**OBJECTIVE**
Copy out the lines below word for word, beginning with the line that has "stone brick wall." and stopping after the line that has "left=647, top=473, right=746, bottom=512".

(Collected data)

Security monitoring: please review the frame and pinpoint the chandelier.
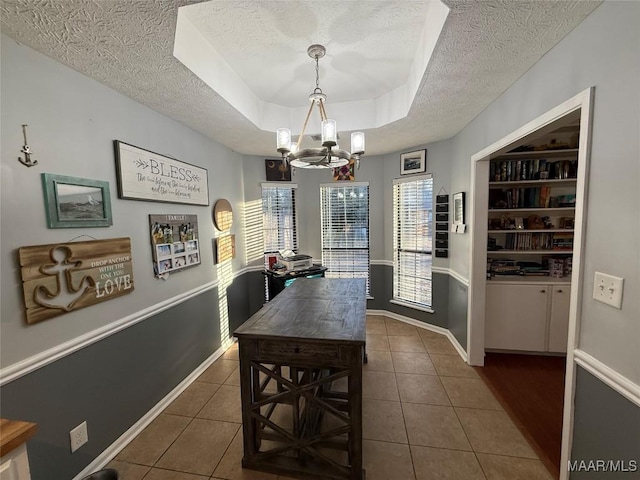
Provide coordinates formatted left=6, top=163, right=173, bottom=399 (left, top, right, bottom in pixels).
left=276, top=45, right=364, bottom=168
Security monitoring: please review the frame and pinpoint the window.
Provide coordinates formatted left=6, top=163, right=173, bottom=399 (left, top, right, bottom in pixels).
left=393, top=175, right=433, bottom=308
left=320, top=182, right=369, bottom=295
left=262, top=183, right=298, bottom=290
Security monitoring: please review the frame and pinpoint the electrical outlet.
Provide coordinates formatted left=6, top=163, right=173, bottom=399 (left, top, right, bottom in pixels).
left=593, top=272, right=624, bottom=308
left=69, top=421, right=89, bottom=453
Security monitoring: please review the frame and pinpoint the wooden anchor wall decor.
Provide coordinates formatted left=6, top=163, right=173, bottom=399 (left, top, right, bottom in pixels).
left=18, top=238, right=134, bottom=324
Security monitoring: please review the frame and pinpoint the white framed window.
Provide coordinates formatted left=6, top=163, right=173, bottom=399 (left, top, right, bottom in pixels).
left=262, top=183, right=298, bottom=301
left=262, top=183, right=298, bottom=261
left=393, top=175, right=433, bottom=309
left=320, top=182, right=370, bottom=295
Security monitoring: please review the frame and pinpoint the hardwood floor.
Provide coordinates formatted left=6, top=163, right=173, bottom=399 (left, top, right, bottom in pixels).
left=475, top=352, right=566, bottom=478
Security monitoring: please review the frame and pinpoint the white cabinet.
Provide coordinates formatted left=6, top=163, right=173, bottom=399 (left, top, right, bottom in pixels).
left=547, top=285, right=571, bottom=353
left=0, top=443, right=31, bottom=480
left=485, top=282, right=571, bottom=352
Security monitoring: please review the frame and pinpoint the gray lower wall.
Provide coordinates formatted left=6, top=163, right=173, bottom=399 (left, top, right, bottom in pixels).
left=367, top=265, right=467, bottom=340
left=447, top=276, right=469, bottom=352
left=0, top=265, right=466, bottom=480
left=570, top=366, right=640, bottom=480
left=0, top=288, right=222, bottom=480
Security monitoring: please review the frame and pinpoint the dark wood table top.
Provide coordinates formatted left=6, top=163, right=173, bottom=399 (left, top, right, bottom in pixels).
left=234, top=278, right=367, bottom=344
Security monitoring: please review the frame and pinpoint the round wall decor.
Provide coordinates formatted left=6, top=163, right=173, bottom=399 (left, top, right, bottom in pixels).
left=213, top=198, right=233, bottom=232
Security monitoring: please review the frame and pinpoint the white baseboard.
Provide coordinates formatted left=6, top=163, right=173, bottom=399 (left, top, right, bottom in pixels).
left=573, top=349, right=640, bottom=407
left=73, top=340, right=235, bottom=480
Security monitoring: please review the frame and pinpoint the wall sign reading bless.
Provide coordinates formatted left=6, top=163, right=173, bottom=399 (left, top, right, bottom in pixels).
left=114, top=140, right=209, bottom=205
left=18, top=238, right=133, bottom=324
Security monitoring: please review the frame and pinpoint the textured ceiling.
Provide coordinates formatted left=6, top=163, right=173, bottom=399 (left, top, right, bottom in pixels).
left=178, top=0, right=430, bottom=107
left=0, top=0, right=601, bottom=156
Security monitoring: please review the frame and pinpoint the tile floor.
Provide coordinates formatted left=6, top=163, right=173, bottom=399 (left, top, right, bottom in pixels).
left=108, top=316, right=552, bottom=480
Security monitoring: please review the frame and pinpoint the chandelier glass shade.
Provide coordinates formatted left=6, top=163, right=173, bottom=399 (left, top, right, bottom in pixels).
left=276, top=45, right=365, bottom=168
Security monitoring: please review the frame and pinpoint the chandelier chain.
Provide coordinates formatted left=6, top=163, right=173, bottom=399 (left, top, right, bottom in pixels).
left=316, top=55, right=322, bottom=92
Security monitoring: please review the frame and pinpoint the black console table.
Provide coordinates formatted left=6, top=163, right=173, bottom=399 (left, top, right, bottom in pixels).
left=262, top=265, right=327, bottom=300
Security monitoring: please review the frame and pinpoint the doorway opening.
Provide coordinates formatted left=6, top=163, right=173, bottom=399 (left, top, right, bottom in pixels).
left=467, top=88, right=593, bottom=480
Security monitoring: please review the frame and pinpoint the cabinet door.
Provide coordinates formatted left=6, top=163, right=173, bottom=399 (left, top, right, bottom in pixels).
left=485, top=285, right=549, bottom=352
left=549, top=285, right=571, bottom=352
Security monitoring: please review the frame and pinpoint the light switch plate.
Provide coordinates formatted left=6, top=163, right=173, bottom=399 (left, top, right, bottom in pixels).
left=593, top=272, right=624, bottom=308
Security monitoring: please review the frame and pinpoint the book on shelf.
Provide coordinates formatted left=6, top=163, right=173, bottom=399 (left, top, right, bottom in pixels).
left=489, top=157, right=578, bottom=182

...

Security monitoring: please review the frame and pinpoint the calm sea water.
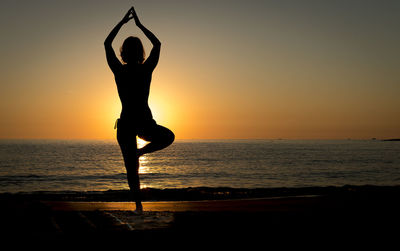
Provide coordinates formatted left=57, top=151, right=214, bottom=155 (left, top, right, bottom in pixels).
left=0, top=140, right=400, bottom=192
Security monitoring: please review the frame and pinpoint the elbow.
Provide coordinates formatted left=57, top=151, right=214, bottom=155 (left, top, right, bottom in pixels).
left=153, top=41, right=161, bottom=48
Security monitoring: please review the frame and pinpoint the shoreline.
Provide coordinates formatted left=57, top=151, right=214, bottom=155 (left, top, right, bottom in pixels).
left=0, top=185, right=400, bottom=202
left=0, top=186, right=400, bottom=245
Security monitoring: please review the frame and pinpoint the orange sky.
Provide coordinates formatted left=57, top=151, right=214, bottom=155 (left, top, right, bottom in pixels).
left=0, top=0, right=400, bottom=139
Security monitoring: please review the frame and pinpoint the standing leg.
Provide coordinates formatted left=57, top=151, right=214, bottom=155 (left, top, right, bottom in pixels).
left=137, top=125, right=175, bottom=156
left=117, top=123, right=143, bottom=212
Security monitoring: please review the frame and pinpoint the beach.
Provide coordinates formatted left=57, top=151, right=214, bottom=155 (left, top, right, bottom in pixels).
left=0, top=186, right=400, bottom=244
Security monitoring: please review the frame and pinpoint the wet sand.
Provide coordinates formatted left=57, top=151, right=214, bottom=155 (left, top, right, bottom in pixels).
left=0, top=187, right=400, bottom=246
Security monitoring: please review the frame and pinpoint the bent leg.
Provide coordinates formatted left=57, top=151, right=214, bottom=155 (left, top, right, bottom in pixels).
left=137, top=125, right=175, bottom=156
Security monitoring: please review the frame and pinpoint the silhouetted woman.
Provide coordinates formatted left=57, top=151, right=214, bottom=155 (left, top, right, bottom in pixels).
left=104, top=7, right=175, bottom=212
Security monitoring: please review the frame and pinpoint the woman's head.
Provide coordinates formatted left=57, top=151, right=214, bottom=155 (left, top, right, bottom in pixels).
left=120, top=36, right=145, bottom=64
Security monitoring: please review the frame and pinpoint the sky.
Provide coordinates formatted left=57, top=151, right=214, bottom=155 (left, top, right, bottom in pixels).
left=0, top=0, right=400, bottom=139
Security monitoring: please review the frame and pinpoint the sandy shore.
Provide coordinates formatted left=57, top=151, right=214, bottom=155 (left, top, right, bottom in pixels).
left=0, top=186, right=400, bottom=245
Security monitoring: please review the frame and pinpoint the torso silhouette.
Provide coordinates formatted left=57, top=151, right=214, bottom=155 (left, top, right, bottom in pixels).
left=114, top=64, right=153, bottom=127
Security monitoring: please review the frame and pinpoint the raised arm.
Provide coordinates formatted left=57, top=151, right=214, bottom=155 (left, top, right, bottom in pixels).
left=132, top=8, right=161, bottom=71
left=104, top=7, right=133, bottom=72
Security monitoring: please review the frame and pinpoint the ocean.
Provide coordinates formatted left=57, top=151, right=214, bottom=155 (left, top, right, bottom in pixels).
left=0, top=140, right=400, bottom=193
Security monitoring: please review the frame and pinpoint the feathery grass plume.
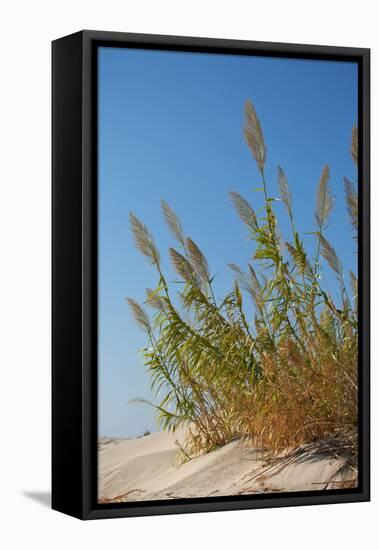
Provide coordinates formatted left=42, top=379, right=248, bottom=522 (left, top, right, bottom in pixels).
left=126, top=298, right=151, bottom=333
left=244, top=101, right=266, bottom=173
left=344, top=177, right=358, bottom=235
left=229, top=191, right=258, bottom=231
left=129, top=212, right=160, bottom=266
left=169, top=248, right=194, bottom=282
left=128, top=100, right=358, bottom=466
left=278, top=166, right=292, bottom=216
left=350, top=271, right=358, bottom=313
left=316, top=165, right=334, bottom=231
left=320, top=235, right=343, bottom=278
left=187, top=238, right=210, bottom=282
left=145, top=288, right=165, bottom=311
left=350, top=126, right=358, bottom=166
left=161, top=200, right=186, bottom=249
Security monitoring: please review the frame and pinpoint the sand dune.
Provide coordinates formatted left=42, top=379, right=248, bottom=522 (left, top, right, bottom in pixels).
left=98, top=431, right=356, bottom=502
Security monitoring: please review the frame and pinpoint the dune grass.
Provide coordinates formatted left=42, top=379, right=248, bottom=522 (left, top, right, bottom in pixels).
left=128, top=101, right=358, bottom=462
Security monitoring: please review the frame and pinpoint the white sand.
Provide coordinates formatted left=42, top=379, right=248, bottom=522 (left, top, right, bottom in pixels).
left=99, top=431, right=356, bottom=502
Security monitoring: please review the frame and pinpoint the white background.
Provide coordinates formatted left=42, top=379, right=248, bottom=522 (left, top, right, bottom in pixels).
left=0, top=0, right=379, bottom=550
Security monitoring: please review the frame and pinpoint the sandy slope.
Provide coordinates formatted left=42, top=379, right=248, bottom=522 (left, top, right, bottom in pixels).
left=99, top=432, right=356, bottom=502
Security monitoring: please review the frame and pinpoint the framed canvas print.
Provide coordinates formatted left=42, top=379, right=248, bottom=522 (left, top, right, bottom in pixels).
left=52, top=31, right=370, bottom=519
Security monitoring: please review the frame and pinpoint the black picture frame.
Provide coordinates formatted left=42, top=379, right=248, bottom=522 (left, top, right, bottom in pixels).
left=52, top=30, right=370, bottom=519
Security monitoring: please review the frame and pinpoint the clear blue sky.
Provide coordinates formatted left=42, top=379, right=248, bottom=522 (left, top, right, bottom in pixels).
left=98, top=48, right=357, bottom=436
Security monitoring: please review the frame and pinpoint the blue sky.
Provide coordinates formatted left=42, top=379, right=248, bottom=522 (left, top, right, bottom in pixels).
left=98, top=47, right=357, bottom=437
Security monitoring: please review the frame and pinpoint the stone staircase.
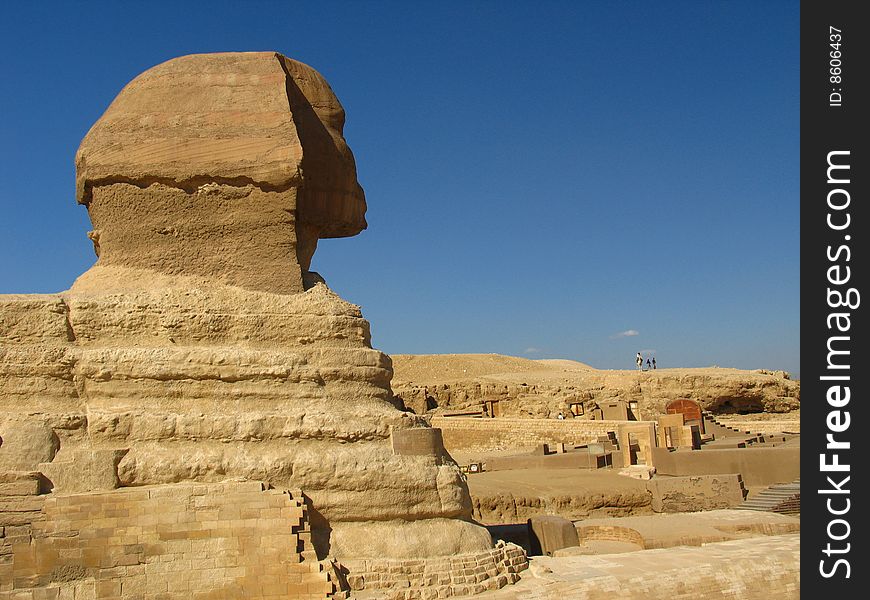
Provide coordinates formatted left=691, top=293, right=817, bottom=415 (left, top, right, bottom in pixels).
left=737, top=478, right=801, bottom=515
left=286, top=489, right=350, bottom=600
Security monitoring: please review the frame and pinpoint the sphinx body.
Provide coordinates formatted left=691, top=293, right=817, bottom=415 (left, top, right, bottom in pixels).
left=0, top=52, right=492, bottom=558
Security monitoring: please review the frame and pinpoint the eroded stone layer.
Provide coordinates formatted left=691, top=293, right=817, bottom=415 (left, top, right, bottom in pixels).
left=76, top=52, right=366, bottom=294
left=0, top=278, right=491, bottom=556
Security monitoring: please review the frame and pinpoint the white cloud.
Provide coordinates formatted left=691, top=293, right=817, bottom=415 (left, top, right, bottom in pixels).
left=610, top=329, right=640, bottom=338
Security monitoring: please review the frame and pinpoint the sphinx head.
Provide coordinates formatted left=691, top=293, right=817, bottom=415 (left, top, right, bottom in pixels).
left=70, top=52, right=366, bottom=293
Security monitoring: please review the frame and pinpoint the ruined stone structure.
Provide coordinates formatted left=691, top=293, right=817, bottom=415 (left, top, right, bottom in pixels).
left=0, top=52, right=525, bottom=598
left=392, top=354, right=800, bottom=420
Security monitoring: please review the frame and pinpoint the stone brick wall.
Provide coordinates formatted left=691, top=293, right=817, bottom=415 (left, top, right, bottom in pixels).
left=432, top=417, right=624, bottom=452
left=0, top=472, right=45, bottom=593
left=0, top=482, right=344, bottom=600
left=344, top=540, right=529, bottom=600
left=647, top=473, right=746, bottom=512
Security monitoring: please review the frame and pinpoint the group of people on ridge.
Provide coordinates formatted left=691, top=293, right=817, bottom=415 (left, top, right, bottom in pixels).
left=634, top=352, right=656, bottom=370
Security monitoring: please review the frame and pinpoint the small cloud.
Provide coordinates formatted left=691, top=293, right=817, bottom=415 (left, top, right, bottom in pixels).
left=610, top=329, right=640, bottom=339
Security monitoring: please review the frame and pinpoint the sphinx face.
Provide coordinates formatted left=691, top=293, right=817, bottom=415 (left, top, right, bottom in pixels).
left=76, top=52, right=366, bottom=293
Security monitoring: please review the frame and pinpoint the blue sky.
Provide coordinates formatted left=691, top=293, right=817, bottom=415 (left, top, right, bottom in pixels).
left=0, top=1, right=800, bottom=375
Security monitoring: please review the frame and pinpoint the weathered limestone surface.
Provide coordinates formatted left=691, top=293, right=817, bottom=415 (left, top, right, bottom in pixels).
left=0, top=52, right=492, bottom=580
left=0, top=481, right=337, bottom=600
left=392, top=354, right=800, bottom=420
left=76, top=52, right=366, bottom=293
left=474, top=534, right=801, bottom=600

**RESULT FOR THIS TASK**
Security monitoring: please review the frame and pinpoint the stone brick wall.
Provide coordinates formatted left=691, top=293, right=817, bottom=415 (left, top, right, bottom in pixels).
left=432, top=417, right=624, bottom=452
left=0, top=472, right=45, bottom=593
left=0, top=482, right=344, bottom=600
left=344, top=540, right=529, bottom=600
left=647, top=473, right=746, bottom=512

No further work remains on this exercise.